• [WHAT TO PRODUCE]:
Please output exactly the run of lines that starts at the line with "Exercise. Spot the white cloud" and ends at the last line of the records below.
#### DATASET ####
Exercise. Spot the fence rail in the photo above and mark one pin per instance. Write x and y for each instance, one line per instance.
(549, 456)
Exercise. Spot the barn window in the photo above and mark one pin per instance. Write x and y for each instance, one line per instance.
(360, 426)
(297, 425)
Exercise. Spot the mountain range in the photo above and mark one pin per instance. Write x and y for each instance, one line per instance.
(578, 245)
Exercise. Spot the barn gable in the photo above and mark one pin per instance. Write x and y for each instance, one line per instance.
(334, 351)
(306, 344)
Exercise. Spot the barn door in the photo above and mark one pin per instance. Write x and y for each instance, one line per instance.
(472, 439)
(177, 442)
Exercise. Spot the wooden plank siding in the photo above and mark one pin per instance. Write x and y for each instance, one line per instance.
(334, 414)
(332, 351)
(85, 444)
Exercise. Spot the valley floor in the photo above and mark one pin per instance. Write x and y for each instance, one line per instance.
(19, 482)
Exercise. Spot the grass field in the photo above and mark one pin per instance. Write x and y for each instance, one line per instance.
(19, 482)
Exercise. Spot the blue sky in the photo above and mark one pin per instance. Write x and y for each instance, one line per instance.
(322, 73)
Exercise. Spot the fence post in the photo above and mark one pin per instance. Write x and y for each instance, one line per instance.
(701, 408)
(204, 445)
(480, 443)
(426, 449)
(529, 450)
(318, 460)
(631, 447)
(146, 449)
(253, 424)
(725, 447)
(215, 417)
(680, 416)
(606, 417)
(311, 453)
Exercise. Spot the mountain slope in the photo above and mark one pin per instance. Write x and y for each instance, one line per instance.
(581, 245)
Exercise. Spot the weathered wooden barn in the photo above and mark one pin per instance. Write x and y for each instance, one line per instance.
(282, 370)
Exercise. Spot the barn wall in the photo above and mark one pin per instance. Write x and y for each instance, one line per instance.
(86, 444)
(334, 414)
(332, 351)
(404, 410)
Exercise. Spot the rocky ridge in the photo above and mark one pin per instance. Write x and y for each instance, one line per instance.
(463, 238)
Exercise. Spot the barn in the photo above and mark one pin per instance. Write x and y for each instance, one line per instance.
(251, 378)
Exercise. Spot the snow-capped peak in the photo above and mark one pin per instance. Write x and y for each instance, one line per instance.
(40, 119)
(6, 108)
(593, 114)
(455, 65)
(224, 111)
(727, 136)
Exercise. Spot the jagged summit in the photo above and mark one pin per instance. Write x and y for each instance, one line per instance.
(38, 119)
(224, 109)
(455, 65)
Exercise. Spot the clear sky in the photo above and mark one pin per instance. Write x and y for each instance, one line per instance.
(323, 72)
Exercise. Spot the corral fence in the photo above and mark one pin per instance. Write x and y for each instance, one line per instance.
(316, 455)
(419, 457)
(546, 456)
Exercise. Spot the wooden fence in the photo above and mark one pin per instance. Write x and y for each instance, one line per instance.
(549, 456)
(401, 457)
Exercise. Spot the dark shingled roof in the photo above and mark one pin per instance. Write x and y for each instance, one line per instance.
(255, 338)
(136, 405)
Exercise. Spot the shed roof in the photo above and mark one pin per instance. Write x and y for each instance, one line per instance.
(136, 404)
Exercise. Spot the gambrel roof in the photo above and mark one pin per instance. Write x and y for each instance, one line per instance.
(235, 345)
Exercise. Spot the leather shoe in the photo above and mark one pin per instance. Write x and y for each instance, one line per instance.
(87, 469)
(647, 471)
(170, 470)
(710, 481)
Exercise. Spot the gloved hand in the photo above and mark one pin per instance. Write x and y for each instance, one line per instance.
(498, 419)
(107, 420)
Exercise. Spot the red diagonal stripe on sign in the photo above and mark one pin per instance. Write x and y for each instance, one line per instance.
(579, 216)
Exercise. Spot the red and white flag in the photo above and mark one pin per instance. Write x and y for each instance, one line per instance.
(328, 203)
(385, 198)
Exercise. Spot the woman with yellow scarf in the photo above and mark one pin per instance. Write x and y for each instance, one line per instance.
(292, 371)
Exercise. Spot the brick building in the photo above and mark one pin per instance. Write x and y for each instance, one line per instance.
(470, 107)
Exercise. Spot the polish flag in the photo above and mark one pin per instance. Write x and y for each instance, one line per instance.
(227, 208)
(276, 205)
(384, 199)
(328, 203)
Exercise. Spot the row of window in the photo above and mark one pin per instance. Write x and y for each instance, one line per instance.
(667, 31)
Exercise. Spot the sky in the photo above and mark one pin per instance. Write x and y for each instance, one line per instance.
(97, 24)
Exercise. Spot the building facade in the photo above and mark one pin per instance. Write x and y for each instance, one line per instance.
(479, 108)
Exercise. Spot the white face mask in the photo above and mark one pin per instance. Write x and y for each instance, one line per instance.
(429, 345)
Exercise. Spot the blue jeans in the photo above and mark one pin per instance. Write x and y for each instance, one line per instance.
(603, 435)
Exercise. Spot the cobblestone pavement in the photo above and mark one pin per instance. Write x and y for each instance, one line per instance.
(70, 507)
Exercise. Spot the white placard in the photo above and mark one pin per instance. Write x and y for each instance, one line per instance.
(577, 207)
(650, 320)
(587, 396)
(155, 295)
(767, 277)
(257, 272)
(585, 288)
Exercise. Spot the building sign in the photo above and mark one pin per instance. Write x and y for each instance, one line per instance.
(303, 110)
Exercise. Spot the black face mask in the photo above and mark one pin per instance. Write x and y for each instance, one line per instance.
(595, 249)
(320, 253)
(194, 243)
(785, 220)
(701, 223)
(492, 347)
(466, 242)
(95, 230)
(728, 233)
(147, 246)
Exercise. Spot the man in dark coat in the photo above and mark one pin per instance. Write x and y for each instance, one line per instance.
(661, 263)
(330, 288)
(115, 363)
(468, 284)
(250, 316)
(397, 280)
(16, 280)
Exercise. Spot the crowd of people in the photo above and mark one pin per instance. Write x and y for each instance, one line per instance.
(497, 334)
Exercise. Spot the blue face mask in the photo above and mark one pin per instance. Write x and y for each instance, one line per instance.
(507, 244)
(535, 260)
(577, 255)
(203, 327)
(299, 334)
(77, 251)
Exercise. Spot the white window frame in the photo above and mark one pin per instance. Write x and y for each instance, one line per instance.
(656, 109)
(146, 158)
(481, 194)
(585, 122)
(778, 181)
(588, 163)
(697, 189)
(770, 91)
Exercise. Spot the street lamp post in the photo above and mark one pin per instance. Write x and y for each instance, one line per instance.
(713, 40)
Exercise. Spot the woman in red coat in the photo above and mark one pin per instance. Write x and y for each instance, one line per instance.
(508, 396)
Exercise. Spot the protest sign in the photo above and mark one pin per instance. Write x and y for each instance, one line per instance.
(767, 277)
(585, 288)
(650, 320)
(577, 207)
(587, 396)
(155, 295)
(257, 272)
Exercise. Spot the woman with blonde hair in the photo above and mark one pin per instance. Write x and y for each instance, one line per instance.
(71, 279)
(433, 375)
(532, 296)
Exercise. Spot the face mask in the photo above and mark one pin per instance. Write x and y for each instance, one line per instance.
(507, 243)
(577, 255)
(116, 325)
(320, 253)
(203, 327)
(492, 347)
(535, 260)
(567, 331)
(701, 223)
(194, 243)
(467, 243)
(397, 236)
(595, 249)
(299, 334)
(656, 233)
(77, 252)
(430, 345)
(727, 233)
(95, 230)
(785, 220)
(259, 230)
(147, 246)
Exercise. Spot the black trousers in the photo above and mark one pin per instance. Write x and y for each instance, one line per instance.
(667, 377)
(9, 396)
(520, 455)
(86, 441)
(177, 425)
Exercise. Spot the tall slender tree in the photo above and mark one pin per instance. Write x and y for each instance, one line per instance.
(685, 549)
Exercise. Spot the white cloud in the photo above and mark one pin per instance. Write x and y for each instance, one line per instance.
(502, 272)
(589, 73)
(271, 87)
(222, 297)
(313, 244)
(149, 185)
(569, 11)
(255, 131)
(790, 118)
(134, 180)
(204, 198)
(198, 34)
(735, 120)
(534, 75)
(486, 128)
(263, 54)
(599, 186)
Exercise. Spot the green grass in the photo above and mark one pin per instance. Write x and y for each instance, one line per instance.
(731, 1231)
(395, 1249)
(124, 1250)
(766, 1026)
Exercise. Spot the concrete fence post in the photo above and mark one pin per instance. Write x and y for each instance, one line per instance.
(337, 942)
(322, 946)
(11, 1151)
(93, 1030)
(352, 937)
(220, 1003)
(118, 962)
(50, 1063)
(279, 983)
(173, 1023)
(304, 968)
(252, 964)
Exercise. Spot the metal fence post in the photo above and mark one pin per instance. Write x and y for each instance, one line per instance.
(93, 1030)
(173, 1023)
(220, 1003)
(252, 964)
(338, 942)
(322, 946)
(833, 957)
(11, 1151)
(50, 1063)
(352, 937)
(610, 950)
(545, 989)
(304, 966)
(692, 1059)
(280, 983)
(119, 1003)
####
• [COMPLETE ANSWER]:
Exercise. Spot the white cloud in the photo above and mark one pin per instance. Write x and y for each instance, one line per instance.
(502, 272)
(589, 73)
(271, 87)
(222, 297)
(313, 244)
(149, 185)
(569, 11)
(255, 131)
(790, 118)
(134, 180)
(204, 198)
(198, 34)
(735, 120)
(534, 75)
(486, 128)
(263, 54)
(599, 186)
Exercise. Spot the green grass in the photo above and mark one pin per instance. Write x and y for each instance, one line per instance.
(731, 1231)
(395, 1249)
(124, 1250)
(766, 1026)
Exercise. Spot the concrete fence post in the photo above and mark one pin per instance. Write x and y for each instance, one line per instance.
(337, 942)
(322, 946)
(11, 1151)
(93, 1030)
(352, 937)
(220, 1003)
(118, 962)
(50, 1063)
(279, 983)
(173, 1023)
(304, 968)
(252, 964)
Exercise. Spot the metal fence post in the photo above and mark one pin per instance. Write x and y for each instance, one line per instance.
(93, 1030)
(173, 1023)
(220, 1003)
(252, 964)
(338, 942)
(322, 946)
(833, 957)
(11, 1151)
(50, 1063)
(352, 937)
(610, 950)
(545, 989)
(304, 966)
(692, 1059)
(280, 983)
(119, 1003)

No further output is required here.